Transcribe the entries that follow, every word as written, and drop the pictures.
=== Data to process ===
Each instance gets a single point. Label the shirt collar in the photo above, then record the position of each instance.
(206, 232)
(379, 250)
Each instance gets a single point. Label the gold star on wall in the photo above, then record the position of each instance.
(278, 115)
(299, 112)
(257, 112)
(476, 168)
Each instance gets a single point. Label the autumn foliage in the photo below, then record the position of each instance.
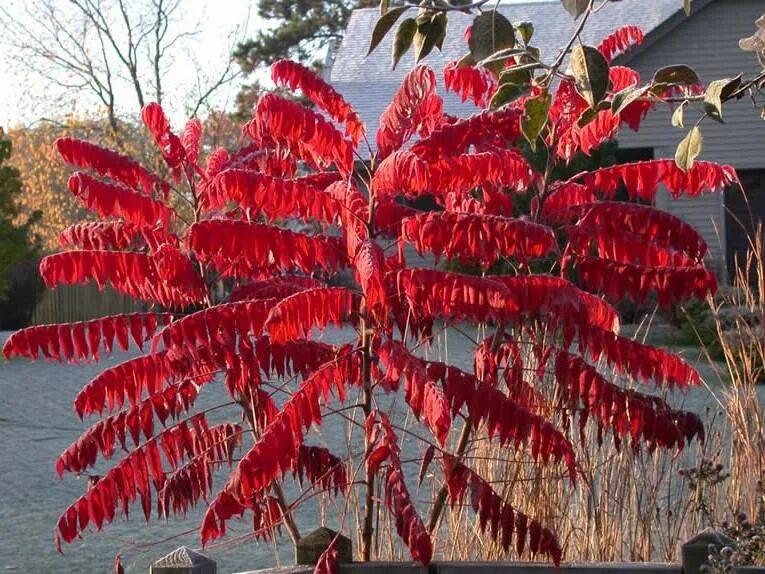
(239, 302)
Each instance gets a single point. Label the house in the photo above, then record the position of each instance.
(707, 40)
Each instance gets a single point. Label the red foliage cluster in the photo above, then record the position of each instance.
(249, 296)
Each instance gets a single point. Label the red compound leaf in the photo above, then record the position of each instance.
(276, 198)
(294, 317)
(620, 41)
(628, 413)
(469, 82)
(369, 262)
(242, 249)
(133, 477)
(670, 284)
(500, 128)
(415, 108)
(304, 132)
(221, 326)
(191, 138)
(321, 469)
(296, 76)
(110, 164)
(114, 200)
(277, 450)
(83, 340)
(274, 288)
(641, 362)
(485, 238)
(409, 525)
(642, 179)
(169, 144)
(421, 395)
(134, 274)
(503, 519)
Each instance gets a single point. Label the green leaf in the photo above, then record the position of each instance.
(590, 71)
(717, 92)
(526, 30)
(383, 26)
(536, 112)
(507, 93)
(677, 115)
(676, 75)
(628, 95)
(575, 7)
(491, 32)
(689, 149)
(431, 31)
(403, 39)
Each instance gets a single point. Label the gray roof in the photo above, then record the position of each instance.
(368, 83)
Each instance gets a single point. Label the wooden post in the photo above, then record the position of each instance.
(184, 561)
(310, 547)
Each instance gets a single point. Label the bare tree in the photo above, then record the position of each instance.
(105, 47)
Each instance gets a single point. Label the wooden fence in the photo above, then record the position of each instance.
(68, 303)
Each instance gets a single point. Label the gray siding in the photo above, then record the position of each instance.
(708, 42)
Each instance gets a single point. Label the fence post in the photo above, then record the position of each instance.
(695, 552)
(184, 561)
(310, 547)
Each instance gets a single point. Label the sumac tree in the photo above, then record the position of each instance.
(237, 302)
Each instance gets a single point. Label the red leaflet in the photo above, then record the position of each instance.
(277, 450)
(500, 128)
(104, 435)
(275, 288)
(109, 164)
(304, 132)
(294, 317)
(642, 179)
(242, 249)
(469, 82)
(83, 341)
(408, 523)
(420, 394)
(191, 139)
(671, 284)
(276, 198)
(113, 200)
(620, 41)
(133, 274)
(321, 469)
(628, 413)
(405, 172)
(295, 76)
(506, 420)
(169, 144)
(485, 238)
(640, 361)
(369, 262)
(415, 108)
(498, 514)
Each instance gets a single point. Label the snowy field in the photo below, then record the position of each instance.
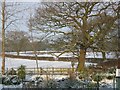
(109, 55)
(15, 63)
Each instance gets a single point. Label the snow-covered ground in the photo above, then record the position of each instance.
(15, 63)
(109, 55)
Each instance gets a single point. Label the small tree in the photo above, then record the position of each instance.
(21, 72)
===
=== Your solution ===
Each instance gets a single point. Label the shirt collar in the photo above, then record the position of each instance.
(206, 232)
(379, 250)
Each instance gets a single point. Label the gold star on wall in the photo above, then record the position of each instance.
(278, 115)
(299, 112)
(257, 112)
(476, 168)
Each instance gets a single point. Label the autumn foliage in the photo below, then record the position of each instance.
(239, 302)
Each instance gets a single point. Label the house in the photo above, then record the position of each instance.
(707, 40)
Each instance gets a single point. Label the red foliage cluster in the photo above, then record the position of each instance.
(249, 296)
Each instance gets a single point. Label the red compound leaf in the photo above, then record the position of each instance.
(276, 198)
(294, 317)
(620, 41)
(628, 413)
(469, 82)
(369, 262)
(242, 249)
(133, 477)
(670, 284)
(500, 128)
(415, 108)
(304, 132)
(221, 326)
(191, 138)
(321, 469)
(296, 76)
(110, 164)
(114, 200)
(277, 450)
(83, 340)
(274, 288)
(641, 362)
(485, 238)
(409, 525)
(642, 179)
(169, 144)
(421, 395)
(134, 274)
(503, 519)
Each instance gets a single point. Label the green leaf in the photo above, then record the position of each instance.
(590, 71)
(717, 92)
(526, 30)
(383, 26)
(536, 112)
(507, 93)
(677, 115)
(676, 75)
(628, 95)
(575, 7)
(491, 32)
(689, 149)
(431, 31)
(403, 39)
Each instance gets a single point. Label the gray roof in the photo above, then record the position of each instance.
(368, 83)
Each instance gets a single point. Label the wooden post in the photo above, then record the position of each instance.
(184, 561)
(310, 547)
Each instance gets a single point. Label the bare tree in the photo above, then record the position of each instance.
(105, 47)
Each instance gets a single point. Label the wooden fence in the photo above, then record the position of each instance.
(68, 303)
Each instance gets a single point. Label the gray siding in the photo above, then record the position of each instance.
(708, 42)
Each instance gets a single point. Label the fence post in the photo above, then record the position of each instance.
(695, 552)
(184, 561)
(310, 547)
Each instance gets a single point. Label the sumac tree in the photo above, then record the position of each instance.
(237, 302)
Each instance gets a single point. Label the red leaflet in the photo above, then record the position of each instance.
(277, 450)
(500, 128)
(104, 435)
(275, 288)
(109, 164)
(304, 132)
(294, 317)
(642, 179)
(242, 249)
(469, 82)
(83, 341)
(408, 523)
(420, 394)
(191, 139)
(671, 284)
(276, 198)
(113, 200)
(620, 41)
(133, 274)
(321, 469)
(628, 413)
(405, 172)
(295, 76)
(506, 420)
(169, 144)
(485, 238)
(640, 361)
(369, 262)
(415, 108)
(498, 514)
Each instance gets a single point. Label the snowy field in the photo below, then record the position of each instance.
(109, 55)
(15, 63)
Each instance gets a single point. Label the snow-covered ground in the photo above, then record the position of each instance.
(15, 63)
(109, 55)
Each instance gets a single point. Label the small tree in the photo above, then record the position of each instance.
(21, 72)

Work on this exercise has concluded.